**What is required:**
Repeat the data that follows, word for word, without the images.

**Material for this task:**
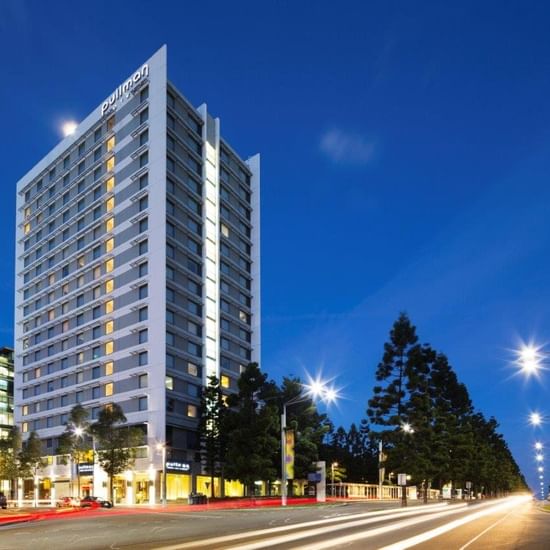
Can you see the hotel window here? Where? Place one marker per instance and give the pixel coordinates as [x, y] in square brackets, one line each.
[143, 313]
[109, 369]
[142, 336]
[109, 286]
[110, 184]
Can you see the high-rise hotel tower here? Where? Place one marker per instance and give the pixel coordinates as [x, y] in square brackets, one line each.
[137, 278]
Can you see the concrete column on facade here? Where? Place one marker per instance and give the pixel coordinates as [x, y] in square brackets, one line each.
[152, 485]
[129, 479]
[19, 492]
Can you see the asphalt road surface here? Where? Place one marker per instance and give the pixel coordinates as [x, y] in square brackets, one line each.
[501, 524]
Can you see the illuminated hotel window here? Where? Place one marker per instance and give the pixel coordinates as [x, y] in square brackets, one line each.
[109, 369]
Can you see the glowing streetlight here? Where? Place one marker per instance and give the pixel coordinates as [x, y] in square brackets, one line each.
[69, 128]
[315, 388]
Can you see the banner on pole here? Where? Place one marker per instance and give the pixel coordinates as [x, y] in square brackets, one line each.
[289, 452]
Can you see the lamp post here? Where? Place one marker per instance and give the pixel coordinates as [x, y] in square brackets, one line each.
[332, 466]
[162, 447]
[317, 388]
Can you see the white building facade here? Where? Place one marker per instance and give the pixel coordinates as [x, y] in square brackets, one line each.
[137, 277]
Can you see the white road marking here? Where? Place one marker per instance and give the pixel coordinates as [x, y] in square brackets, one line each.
[379, 515]
[423, 537]
[486, 530]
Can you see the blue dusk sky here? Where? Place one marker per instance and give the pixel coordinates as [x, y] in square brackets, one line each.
[405, 167]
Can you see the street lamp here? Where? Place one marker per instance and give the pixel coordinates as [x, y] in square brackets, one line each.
[332, 466]
[314, 389]
[162, 447]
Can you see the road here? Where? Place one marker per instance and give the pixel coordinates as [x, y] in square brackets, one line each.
[508, 524]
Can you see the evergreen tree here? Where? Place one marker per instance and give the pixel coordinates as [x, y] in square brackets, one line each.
[10, 448]
[74, 442]
[252, 424]
[211, 435]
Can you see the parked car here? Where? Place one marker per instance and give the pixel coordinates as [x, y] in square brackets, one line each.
[67, 502]
[95, 502]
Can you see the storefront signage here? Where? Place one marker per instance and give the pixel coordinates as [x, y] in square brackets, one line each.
[86, 468]
[123, 91]
[178, 466]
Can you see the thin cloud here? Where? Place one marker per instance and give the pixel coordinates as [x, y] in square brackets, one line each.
[346, 148]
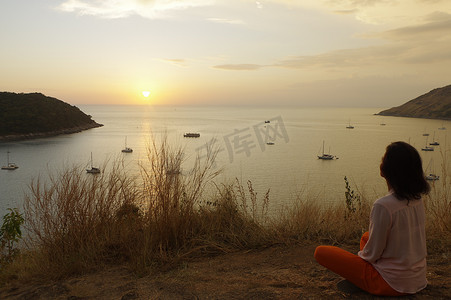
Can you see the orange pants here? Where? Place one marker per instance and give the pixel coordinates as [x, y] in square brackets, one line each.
[355, 269]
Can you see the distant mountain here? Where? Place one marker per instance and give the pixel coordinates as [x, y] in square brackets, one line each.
[433, 105]
[34, 115]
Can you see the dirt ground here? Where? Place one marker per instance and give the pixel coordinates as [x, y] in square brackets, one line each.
[279, 272]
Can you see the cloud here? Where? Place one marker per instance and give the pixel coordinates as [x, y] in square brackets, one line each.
[238, 67]
[152, 9]
[176, 61]
[226, 21]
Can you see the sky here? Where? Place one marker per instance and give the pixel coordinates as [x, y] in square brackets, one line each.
[345, 53]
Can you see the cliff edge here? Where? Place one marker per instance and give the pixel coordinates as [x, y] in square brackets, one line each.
[34, 115]
[435, 104]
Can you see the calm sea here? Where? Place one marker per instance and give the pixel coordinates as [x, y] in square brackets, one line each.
[289, 167]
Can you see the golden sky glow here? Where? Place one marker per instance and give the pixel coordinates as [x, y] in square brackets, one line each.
[278, 52]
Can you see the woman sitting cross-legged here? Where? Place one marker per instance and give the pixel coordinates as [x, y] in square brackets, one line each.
[392, 256]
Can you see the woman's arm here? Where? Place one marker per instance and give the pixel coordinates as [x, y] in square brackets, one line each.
[380, 223]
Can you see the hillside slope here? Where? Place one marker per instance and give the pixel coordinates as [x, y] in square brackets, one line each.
[433, 105]
[36, 115]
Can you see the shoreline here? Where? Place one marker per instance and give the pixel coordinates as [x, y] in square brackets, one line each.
[37, 135]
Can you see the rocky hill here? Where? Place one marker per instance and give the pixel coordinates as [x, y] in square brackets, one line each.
[433, 105]
[35, 115]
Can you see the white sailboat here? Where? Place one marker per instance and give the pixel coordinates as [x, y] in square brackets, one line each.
[127, 149]
[93, 170]
[9, 165]
[426, 147]
[434, 142]
[326, 156]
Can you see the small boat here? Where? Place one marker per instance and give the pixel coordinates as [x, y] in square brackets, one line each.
[9, 165]
[93, 170]
[434, 143]
[326, 156]
[191, 134]
[425, 134]
[127, 149]
[432, 177]
[426, 147]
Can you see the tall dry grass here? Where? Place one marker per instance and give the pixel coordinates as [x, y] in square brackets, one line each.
[78, 222]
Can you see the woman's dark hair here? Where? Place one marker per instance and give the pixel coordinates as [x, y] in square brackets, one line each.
[402, 168]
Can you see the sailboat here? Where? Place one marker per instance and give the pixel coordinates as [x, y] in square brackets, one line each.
[426, 147]
[434, 142]
[326, 156]
[431, 176]
[127, 149]
[9, 165]
[425, 133]
[93, 170]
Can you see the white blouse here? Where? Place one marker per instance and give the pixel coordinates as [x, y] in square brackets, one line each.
[397, 243]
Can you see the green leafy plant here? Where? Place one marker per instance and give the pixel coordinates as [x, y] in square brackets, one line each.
[10, 234]
[352, 199]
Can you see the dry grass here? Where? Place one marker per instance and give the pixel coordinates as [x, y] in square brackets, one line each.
[78, 222]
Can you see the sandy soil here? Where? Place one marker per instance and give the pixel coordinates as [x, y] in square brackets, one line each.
[274, 273]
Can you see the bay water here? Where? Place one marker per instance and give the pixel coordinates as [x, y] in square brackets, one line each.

**Answer for this exercise:**
Can you see the hotel window here? Where? Place one marker per instance and give the pixel coordinates as [x, y] in square brackets, one line each.
[143, 313]
[109, 369]
[142, 336]
[109, 286]
[110, 184]
Can you see the high-rise hotel tower here? Where? Place one marker per instance and give the pixel coordinates as [x, y] in square brackets, one line each.
[137, 278]
Can you see the concrete column on facade here? Where? Place one marker per instance and give the pixel coordinates as [x, y] in square brackets, one line each.
[152, 485]
[129, 479]
[19, 492]
Can you see the asphalt road surface here? Where? Place one marker per instance and give the pixel coordinates as [x, y] in square brackets, one line each.
[501, 524]
Can you see the illuminated hotel window here? Where? Place one marker per instance and give the pixel coordinates as [x, y] in square brackets, one line each.
[109, 369]
Can you see the glowing streetlight here? Where? Place one marker per instance and give the pixel coordinates as [x, y] in square brackets, one line each.
[69, 128]
[315, 388]
Can you see the banner on pole here? Where? Place one marker per instance and give the pixel coordinates as [x, y] in square brackets, one line each.
[289, 452]
Can you see the lamp post here? Where? Place one marker per instance and give the pixel coordinates as [x, y] in square brackets, one line each.
[332, 466]
[162, 447]
[317, 388]
Can you see the white building facade here? Where? Place one marker per instance and give the pixel coordinates as [x, y] in square brackets, one line each.
[137, 277]
Can you see the white road marking here? Where? Place one marker per instance and give the pixel coordinates as [x, y] in square brackets, one line each.
[379, 515]
[423, 537]
[486, 530]
Can you see the blue dusk sky here? Where? Place one marker per instance and give the pixel coordinates as [x, y] in square brackets, one line each.
[405, 167]
Can you see the street lamp here? Where? Place one marker per instance and give the pixel coordinates as [x, y] in square brackets, one line each.
[332, 466]
[314, 389]
[162, 447]
Can you see the road here? Where? Place one marker per instance and give the pixel coordinates as [x, y] in square brackets, one line each.
[508, 524]
Can you see the evergreen tree here? Where? Place one marker per instance and give the pixel coordinates as [x, y] in square brackets, one line each.
[10, 448]
[74, 442]
[252, 424]
[211, 435]
Can you see the parked car here? Where? Place one marker per instance and give the pixel coordinates as [x, y] in square brackets, one line each.
[67, 502]
[95, 502]
Can you see the storefront signage here? Where? Place one marker per instance and give the pixel coordinates as [x, y] in square brackets, one line each.
[86, 468]
[123, 91]
[178, 466]
Can you see the thin cloud here? Where? Place one marker per instance and give the pixel coordinates as [x, y] in square brackets, one line each.
[346, 148]
Can you see the orange pants here? Where? Place one marker per instance and give the pixel coordinates as [x, y] in square brackets, one line each.
[355, 269]
Can you see the distant mountain here? Where? Place one marker per instance and give the pixel coordinates as [x, y] in square brackets, one line each.
[433, 105]
[34, 115]
Can you see the dirt ground here? Where? Place one marker per instance and give the pixel coordinates as [x, y] in square brackets, one line each.
[279, 272]
Can you see the cloud here? Where? Place one marker per instance and give the pixel coordinates as [x, y] in square brackets, one line each.
[238, 67]
[152, 9]
[176, 61]
[226, 21]
Can you see the sky here? Where? Place one marker per instance and give the pixel coordinates as [x, y] in square brackets, one line each.
[345, 53]
Can you see the cliff edge here? Where? Place one marker per instance and give the pixel coordinates as [x, y] in square brackets, one line each.
[34, 115]
[435, 104]
Can you see the calm sea here? Where? Place one marker per instance and give the pixel coordinates as [x, y] in square brackets, one line each.
[289, 167]
Can you see the golden sky glow here? Where? Place one marker per instance and give the pixel coordinates as [x, y] in square brackets, one line each.
[278, 52]
Can you see the woman sitting cross-legged here? Where? Place one marker per instance and give the pixel coordinates as [x, y] in square brackets, one line each.
[392, 256]
Can you see the woman's arm here? Where? Place one marker per instance and give the pixel coordinates as [x, y] in square brackets, one line each.
[380, 223]
Can you see the hillside slope here? Where? Place one marker per instance and give the pixel coordinates as [x, y] in square brackets, one line each.
[433, 105]
[36, 115]
Can you see the shoreline here? Where? Place one marker per instance and give the pixel coordinates as [x, y] in square brackets, one line each.
[37, 135]
Can you see the rocky hill here? Where? Place one marker per instance and give the pixel coordinates as [x, y] in square brackets, one line each.
[433, 105]
[35, 115]
Can you see the white sailboat here? Where? Place one marker per instance and give the pixel coordinates as [x, y] in square brackets, one line each.
[127, 149]
[93, 170]
[9, 165]
[426, 147]
[434, 142]
[326, 156]
Can you see the small boat here? Where? Place one marker per instance and give the pixel coordinates as [x, y] in square brackets, one line each.
[9, 165]
[93, 170]
[434, 143]
[326, 156]
[191, 134]
[425, 134]
[127, 149]
[432, 177]
[426, 147]
Can you see the tall dry grass here? Where? Place one marker per instance and give the pixel coordinates as [x, y] in square brackets, one line each.
[78, 222]
Can you see the woman's dark hair here? Where? Place one marker per instance and give the pixel coordinates as [x, y] in square brackets, one line each.
[402, 168]
Can you see the sailboat here? Where? Place one marker per instance and give the pixel coordinates as [x, y] in square brackets, one line each.
[426, 147]
[434, 142]
[326, 156]
[431, 176]
[127, 149]
[9, 165]
[425, 133]
[93, 170]
Can you see the white blouse here? Where? Place one marker per instance and give the pixel coordinates as [x, y] in square brackets, one line each.
[397, 243]
Can you see the green leafy plant here? Where? Place one marker per instance and give the pixel coordinates as [x, y] in square brackets, one line each.
[10, 234]
[352, 199]
Can you see the dry grass here? Where? Place one marker per instance and give the pixel coordinates as [x, y] in square brackets, one line each.
[78, 222]
Can you see the sandy soil here? Where? Place one marker per instance and give the pixel coordinates as [x, y] in square brackets, one line each.
[274, 273]
Can you see the bay water here? Where? Place one marker per instance and give the pixel coordinates as [x, y] in square brackets, one line each.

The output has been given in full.